• _STATED EXERCISE_
Please convert the listing below, from the line containing "task: segment the white sailor trousers" through the end of the listing, into a Markdown table with the columns Row and Listing line, numbering each row and leaving out blank lines.

***** PROVIDED DATA *****

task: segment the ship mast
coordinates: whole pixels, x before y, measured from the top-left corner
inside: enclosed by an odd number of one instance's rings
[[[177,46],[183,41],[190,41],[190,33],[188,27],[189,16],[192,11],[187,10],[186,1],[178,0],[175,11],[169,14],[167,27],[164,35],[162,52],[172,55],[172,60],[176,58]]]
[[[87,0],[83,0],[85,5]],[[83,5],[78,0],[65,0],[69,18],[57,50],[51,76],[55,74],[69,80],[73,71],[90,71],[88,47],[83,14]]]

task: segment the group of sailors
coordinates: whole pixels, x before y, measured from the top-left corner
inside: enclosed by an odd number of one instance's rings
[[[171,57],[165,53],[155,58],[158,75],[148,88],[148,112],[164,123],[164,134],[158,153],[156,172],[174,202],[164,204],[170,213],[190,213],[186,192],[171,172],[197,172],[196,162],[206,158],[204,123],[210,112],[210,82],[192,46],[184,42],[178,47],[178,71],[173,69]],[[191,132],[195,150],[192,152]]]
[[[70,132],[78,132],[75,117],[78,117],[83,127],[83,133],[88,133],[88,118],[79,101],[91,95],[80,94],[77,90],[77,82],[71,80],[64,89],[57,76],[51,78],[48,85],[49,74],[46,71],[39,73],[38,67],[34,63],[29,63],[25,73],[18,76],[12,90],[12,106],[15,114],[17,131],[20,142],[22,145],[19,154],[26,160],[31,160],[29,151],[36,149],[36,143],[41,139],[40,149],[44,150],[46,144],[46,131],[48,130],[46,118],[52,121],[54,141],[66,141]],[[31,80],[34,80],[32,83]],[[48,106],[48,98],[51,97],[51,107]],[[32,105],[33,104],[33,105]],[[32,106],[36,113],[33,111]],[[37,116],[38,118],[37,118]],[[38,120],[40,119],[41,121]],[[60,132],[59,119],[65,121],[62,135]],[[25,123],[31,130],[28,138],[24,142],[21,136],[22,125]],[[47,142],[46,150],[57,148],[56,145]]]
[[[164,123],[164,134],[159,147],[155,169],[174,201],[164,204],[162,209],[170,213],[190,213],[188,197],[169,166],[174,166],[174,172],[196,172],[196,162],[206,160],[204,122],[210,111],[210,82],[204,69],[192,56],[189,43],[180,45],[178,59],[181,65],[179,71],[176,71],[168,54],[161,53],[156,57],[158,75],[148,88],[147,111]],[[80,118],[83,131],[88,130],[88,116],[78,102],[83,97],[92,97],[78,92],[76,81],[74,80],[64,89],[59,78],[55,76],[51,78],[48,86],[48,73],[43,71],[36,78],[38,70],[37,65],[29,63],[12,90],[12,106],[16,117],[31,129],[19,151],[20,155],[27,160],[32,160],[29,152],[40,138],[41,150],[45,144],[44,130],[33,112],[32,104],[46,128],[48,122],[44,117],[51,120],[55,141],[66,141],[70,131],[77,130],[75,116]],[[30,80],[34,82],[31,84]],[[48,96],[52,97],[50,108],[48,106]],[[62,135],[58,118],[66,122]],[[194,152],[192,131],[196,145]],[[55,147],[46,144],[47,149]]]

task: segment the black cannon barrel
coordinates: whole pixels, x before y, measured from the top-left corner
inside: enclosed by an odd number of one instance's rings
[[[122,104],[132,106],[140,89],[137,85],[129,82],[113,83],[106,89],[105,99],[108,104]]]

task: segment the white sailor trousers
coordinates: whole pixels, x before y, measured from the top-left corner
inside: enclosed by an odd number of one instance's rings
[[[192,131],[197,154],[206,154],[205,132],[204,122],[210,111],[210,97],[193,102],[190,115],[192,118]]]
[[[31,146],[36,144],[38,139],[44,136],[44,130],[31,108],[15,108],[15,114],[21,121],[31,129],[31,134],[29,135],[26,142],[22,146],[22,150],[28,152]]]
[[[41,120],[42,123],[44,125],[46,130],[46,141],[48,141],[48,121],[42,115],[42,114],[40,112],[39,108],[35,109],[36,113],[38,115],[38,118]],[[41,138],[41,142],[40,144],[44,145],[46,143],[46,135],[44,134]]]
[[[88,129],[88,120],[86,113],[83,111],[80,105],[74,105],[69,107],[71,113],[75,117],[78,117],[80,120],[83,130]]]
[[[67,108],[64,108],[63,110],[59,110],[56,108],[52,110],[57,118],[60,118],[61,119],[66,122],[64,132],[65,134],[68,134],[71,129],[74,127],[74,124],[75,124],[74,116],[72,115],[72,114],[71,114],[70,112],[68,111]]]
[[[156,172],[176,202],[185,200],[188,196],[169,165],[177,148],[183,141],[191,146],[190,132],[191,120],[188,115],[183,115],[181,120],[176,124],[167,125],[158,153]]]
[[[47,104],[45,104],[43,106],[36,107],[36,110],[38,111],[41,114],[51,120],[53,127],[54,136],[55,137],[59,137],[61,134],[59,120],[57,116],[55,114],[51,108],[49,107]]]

*****

• _CORRECT RESULT_
| Row | Listing line |
|---|---|
| 1 | task: segment the white sailor trousers |
| 2 | coordinates: whole pixels, x before y, measured from the top-left corner |
| 3 | inside: enclosed by an odd number of one instance's rings |
| 4 | [[[192,131],[197,154],[206,154],[205,132],[204,122],[210,111],[210,97],[193,102],[190,115],[192,118]]] |
| 5 | [[[31,146],[36,144],[38,139],[44,136],[44,130],[31,108],[15,108],[15,114],[21,121],[31,129],[31,134],[29,135],[26,142],[22,146],[22,150],[28,152]]] |
| 6 | [[[41,120],[42,123],[44,125],[46,130],[46,141],[48,141],[48,121],[42,115],[42,114],[40,112],[39,108],[35,109],[36,113],[38,115],[38,118]],[[41,138],[41,142],[40,144],[44,145],[46,143],[46,135],[44,134]]] |
| 7 | [[[88,129],[88,120],[86,113],[83,111],[80,105],[74,105],[69,107],[71,113],[75,117],[78,117],[80,120],[83,130]]] |
| 8 | [[[67,108],[64,108],[63,110],[59,110],[56,108],[52,110],[57,118],[60,118],[61,119],[66,122],[64,132],[65,134],[68,134],[71,129],[74,127],[74,124],[75,124],[74,116],[72,115],[72,114],[71,114],[70,112],[68,111]]] |
| 9 | [[[156,172],[176,202],[185,200],[188,196],[169,165],[177,148],[183,141],[191,146],[190,132],[191,120],[188,115],[183,115],[181,120],[176,124],[167,125],[158,153]]] |
| 10 | [[[47,104],[45,104],[43,106],[36,107],[36,110],[38,111],[41,114],[51,120],[53,127],[54,136],[55,137],[59,137],[61,134],[59,120],[57,116],[55,114],[51,108],[49,107]]] |